> **TASK**
What is needed is an exact copy of the entries below, from the line that contains "Reviewer note: confirm that every instance of the police" through the final line, both included, and nothing else.

[Records from a dataset]
┌──

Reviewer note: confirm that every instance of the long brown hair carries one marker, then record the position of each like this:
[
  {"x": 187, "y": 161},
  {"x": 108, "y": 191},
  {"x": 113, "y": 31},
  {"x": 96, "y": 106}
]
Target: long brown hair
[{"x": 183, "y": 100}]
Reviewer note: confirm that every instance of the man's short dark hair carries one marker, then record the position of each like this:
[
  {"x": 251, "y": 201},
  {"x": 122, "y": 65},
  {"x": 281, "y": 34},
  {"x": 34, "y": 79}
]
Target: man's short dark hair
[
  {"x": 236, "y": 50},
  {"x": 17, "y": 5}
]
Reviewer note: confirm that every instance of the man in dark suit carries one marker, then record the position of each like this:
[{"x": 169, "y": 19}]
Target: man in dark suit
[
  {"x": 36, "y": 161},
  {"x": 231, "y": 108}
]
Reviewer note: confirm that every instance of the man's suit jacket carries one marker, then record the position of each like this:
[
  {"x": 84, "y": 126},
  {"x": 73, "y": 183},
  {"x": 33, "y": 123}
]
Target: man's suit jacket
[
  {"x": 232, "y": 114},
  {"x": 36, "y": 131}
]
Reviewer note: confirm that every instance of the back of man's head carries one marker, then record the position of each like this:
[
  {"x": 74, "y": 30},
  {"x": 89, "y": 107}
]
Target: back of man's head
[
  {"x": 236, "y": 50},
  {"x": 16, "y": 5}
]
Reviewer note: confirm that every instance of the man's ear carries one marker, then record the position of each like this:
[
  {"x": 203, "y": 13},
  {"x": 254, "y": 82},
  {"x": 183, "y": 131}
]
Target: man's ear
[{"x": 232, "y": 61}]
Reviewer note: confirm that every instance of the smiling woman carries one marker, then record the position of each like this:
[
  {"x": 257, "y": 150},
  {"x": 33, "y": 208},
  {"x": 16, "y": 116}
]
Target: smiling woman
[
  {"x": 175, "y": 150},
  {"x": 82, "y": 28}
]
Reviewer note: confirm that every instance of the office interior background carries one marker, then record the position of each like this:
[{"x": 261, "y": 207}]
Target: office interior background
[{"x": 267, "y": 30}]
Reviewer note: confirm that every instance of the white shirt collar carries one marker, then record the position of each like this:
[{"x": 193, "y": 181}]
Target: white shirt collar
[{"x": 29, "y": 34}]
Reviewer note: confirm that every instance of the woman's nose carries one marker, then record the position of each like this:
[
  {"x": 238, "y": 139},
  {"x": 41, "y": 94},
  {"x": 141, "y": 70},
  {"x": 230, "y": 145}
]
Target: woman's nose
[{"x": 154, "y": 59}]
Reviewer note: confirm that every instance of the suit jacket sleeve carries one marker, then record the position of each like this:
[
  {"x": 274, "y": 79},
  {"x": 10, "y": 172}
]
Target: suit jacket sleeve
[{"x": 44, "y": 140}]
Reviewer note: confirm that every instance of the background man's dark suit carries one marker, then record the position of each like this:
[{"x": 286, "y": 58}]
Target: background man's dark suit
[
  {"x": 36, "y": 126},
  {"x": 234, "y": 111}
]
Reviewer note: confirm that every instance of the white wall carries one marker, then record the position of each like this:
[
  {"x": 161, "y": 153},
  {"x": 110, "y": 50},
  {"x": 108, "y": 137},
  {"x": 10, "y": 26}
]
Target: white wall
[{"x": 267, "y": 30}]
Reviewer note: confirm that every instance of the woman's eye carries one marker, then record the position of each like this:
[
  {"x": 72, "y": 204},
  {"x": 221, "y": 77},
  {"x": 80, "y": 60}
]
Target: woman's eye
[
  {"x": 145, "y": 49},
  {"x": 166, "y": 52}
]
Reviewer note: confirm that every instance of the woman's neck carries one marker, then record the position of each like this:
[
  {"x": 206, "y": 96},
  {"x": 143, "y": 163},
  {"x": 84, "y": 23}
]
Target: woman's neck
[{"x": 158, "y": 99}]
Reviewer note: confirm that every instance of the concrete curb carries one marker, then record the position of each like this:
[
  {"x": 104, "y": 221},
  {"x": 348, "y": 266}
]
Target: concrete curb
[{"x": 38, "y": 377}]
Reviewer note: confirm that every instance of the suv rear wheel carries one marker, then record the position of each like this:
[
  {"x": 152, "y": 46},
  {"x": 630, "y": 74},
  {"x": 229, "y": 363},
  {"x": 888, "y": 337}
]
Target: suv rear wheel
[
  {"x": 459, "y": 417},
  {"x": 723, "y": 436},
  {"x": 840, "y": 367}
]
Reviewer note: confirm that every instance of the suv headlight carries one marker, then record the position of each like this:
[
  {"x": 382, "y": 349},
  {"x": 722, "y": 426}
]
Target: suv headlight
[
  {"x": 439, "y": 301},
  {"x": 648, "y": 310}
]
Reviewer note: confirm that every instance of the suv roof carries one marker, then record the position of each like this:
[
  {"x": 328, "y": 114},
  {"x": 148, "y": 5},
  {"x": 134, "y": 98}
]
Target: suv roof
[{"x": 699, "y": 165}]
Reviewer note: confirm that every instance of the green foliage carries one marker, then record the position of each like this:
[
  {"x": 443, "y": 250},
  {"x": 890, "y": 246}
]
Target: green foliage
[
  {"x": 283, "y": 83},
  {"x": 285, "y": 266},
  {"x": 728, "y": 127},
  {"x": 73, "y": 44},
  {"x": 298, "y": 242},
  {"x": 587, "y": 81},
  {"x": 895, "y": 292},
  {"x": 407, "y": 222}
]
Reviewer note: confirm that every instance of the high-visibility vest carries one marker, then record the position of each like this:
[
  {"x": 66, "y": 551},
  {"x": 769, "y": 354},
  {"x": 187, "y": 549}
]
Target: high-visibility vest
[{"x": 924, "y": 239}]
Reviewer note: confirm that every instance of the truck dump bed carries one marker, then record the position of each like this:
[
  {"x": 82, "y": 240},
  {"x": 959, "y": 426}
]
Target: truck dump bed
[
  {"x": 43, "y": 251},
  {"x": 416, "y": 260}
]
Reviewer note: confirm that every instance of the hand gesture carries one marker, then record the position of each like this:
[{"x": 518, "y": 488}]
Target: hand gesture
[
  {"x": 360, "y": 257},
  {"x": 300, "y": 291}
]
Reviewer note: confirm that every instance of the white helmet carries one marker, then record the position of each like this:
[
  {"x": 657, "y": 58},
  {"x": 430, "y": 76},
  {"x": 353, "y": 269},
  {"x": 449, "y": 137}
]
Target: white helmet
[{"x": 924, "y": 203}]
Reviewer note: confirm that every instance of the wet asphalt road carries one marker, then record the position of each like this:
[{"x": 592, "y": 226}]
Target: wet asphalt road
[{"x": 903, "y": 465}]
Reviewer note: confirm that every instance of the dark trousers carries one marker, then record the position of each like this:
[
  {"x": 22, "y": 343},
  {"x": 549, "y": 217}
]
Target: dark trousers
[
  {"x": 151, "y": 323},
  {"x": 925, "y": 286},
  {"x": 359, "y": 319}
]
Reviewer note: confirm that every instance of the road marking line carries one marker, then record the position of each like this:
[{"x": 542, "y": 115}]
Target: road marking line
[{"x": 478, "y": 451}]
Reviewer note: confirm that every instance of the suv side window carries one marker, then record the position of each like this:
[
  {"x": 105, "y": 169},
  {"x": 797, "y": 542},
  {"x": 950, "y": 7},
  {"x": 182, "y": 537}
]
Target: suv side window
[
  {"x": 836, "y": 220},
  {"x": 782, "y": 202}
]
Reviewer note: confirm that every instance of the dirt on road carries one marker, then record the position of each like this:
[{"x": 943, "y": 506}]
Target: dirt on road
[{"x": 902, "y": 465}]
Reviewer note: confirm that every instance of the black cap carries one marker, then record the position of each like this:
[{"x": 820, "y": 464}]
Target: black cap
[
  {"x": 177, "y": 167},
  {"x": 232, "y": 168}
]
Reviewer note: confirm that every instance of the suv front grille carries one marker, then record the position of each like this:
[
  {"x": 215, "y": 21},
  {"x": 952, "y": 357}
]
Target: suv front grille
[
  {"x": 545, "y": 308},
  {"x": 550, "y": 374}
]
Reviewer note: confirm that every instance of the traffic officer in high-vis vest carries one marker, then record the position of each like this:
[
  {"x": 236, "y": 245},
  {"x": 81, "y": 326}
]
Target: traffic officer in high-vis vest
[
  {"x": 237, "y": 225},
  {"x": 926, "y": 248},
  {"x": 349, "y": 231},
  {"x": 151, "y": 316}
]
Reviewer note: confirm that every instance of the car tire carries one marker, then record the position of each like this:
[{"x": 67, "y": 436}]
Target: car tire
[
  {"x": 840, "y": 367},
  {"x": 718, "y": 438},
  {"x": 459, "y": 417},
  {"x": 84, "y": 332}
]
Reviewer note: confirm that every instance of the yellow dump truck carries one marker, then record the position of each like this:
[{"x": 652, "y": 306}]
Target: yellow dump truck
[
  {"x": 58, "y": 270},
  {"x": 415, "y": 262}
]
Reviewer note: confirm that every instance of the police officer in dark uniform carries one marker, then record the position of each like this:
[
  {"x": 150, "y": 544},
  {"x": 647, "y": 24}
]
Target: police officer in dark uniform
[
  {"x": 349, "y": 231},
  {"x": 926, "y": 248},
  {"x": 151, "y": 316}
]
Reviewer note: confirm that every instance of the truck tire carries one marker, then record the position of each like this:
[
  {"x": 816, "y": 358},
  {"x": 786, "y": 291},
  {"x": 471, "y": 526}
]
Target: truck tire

└──

> **OUTPUT OF THE EXERCISE**
Reviewer note: confirm that every instance of the police officer in dark uniform carries one marker, then record the position of each like this:
[
  {"x": 150, "y": 544},
  {"x": 647, "y": 24}
]
Target: police officer in dark uniform
[
  {"x": 349, "y": 231},
  {"x": 926, "y": 248},
  {"x": 151, "y": 316}
]
Reviewer note: confirm that every instance of the truck tire carries one marker, then record the position of each like this:
[
  {"x": 816, "y": 358},
  {"x": 786, "y": 291},
  {"x": 471, "y": 526}
]
Target: truck tire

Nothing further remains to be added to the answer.